> **RECORDS PROVIDED**
+ + + +

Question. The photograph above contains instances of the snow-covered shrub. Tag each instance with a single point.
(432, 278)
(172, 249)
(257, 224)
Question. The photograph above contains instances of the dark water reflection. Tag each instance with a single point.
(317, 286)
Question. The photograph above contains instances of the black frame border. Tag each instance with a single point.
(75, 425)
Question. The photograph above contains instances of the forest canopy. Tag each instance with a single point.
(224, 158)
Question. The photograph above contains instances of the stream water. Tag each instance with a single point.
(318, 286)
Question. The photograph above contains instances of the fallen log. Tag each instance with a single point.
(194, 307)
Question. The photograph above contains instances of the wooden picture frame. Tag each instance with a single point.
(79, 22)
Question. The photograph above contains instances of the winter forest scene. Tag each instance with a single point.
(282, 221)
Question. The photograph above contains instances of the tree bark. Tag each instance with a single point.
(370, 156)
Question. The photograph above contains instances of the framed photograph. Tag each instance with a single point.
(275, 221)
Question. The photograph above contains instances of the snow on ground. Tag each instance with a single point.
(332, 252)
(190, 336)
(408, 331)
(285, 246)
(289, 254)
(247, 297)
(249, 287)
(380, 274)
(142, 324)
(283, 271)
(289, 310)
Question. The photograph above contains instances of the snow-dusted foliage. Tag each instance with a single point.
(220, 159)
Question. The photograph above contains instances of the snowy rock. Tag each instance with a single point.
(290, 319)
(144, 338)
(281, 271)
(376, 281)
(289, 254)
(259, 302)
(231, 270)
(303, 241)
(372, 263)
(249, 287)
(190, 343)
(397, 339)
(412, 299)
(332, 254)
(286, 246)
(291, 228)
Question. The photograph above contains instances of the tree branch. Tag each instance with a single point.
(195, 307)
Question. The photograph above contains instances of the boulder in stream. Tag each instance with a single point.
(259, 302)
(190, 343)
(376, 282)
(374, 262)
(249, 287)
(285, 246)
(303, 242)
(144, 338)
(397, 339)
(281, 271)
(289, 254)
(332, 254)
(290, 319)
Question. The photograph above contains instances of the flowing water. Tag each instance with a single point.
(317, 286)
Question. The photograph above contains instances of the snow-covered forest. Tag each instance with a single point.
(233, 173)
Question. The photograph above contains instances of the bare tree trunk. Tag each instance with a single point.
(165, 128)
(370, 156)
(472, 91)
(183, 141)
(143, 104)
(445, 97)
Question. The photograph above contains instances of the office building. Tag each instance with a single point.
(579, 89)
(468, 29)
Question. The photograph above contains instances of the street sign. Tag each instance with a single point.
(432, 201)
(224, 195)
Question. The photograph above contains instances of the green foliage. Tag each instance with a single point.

+ + + +

Write out exactly the lines of the entries above that run from the line containing "bark. Tag each instance with a single point." through the last line, including both.

Question. The photograph above contains instances of the tree bark. Tag each instance with a single point.
(370, 156)
Question. The photograph above contains instances of the framed photograph. Tag each instance with a single point.
(275, 221)
Question. The photograph above contains instances of the snow on ground. Tag each instance with a single point.
(332, 252)
(190, 336)
(408, 331)
(285, 246)
(289, 254)
(247, 297)
(249, 287)
(380, 274)
(142, 324)
(283, 271)
(289, 310)
Question. The photograph above contains instances of the snow-dusted foliage. Tag each instance with a single point.
(220, 159)
Question. The photograph above contains instances of the snowy rock. Tag each instance with a single point.
(290, 319)
(144, 338)
(281, 271)
(376, 281)
(289, 254)
(259, 302)
(231, 270)
(303, 241)
(372, 263)
(249, 287)
(190, 343)
(397, 339)
(412, 299)
(332, 254)
(286, 246)
(291, 228)
Question. The photograph above contains instances of the tree branch. Tag each instance with a single point.
(195, 307)
Question. The photograph above contains instances of the boulder in stream. Tag each instance with a single point.
(259, 302)
(190, 343)
(376, 282)
(374, 262)
(249, 287)
(285, 246)
(303, 242)
(144, 338)
(397, 339)
(281, 271)
(289, 254)
(332, 254)
(290, 319)
Question. The photograph above contains instances of the flowing water. Tag each instance with a single point.
(317, 286)
Question. The photograph above contains instances of the snow-covered forest. Tag each instance with a single point.
(233, 173)
Question. The photograph above contains instances of the bare tree trunk. Tag each instance with a single point.
(165, 128)
(370, 156)
(472, 91)
(183, 141)
(143, 104)
(445, 97)
Question. The photograph above contains instances of the office building. Tag each instance with a single point.
(579, 89)
(468, 29)
Question. The photograph above contains instances of the street sign. Tag each instance with a single point.
(432, 201)
(224, 195)
Question. The photograph above contains instances of the green foliage. Tag each instance with a single point.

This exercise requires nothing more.